Repeat each record word for word. Leave nothing out.

Region pointing data
========================

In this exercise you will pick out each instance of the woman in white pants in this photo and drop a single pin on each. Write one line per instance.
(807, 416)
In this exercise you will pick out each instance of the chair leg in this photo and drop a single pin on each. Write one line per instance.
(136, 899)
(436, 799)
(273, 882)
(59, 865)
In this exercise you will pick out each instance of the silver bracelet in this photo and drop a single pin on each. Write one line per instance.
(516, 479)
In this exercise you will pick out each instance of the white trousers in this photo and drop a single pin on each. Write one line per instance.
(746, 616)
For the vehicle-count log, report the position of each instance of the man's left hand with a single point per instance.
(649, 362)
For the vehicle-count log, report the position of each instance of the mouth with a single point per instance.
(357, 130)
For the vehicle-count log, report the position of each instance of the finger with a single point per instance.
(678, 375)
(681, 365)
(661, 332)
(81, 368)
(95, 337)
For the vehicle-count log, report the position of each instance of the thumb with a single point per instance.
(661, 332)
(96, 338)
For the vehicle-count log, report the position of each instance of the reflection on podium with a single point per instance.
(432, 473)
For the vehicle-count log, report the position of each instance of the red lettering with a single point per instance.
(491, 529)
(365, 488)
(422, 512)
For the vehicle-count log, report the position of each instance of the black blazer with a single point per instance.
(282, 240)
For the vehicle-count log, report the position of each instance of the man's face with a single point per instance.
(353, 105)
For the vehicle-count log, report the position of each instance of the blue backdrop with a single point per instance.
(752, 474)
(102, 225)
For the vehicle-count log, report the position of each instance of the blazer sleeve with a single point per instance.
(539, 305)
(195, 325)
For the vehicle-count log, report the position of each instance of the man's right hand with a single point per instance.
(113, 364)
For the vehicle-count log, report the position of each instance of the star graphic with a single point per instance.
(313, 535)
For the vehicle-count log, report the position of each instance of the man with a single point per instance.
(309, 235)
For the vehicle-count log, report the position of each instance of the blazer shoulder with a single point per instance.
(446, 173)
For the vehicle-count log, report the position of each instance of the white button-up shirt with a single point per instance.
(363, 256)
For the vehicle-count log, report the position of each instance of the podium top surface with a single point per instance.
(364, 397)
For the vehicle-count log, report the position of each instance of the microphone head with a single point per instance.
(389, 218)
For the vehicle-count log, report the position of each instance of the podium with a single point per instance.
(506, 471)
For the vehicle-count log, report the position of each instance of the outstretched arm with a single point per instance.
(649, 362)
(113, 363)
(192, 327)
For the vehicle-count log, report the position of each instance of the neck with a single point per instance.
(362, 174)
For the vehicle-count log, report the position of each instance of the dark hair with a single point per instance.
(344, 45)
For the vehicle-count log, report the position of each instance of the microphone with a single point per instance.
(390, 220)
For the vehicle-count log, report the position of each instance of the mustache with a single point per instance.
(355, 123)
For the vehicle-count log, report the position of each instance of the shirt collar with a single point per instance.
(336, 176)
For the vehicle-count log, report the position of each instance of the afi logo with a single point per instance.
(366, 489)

========================

Written response »
In this exercise you will pick out each instance of the woman in white pants in this photo and drop a single pin on each. Write one line per instance.
(807, 416)
In this exercise you will pick out each instance of the chair leg in this photo and drop a single pin on each. Write one line per instance.
(136, 899)
(436, 799)
(273, 882)
(59, 865)
In this exercise you will pick out each instance of the silver bracelet in this photo and drop a single pin on each. Write one line per instance.
(516, 479)
In this exercise you will pick out each instance of the white trousers in this photo and drop a single pin on each. Write one line per instance.
(746, 616)
For the vehicle-count log, report the position of each instance of the man's left hand with a single point per instance.
(649, 362)
For the vehicle-count log, report the position of each instance of the mouth with a single point per instance.
(357, 130)
For the vehicle-count log, report the position of each instance of the finger with a single point per instance.
(678, 375)
(681, 365)
(661, 332)
(81, 368)
(95, 337)
For the vehicle-count log, report the position of each instance of the thumb with a single point per instance.
(661, 332)
(96, 338)
For the vehicle-count log, report the position of each instance of the reflection on podium with a single point per instance.
(432, 473)
For the vehicle-count log, report the position of each instance of the red lettering with a single point per instance.
(491, 529)
(365, 488)
(422, 512)
For the vehicle-count log, report the position of each instance of the black blazer with a single point per instance.
(282, 240)
For the vehicle-count log, report the position of each instance of the man's face with a single point per instance.
(353, 105)
For the vehicle-count log, report the position of each instance of the blue backdrop with a single point per instance.
(752, 474)
(102, 225)
For the vehicle-count log, report the position of each instance of the blazer sleeve with a single point per instance.
(539, 305)
(195, 325)
For the vehicle-count log, report the position of each instance of the man's right hand with a single point per instance.
(113, 364)
For the vehicle-count log, report the position of each instance of the star graphic with a single point per instance.
(313, 535)
For the vehicle-count log, report the position of each instance of the man with a single point per instance.
(309, 235)
For the vehicle-count log, report the position of each instance of the blazer shoulder with a single point per instance.
(446, 173)
For the vehicle-count log, report the position of each instance of the white button-up shirt with a single point per instance.
(363, 256)
For the vehicle-count log, report the position of each instance of the podium top surface with a single point per instance.
(364, 397)
For the vehicle-count log, report the position of each instance of the microphone head with a single point per instance.
(389, 218)
For the vehicle-count log, report the position of each instance of the podium with a single point per instance.
(506, 471)
For the vehicle-count log, report the position of each instance of the outstretched arm with a single point per instance.
(649, 362)
(113, 363)
(192, 327)
For the vehicle-count log, report the position of each instance of the neck with a single point per instance.
(362, 174)
For the vehicle-count log, report the position of each instance of the dark hair with a single point per instance.
(344, 45)
For the vehicle-count log, report the position of each instance of the microphone with a single point per instance.
(390, 220)
For the vehicle-count log, report the position of each instance of the mustache with a single point per instance.
(355, 123)
For the vehicle-count log, report the position of each instance of the shirt collar with a single point per instance.
(336, 176)
For the vehicle-count log, report the position of each instance of the afi logo with a single point per instance.
(366, 489)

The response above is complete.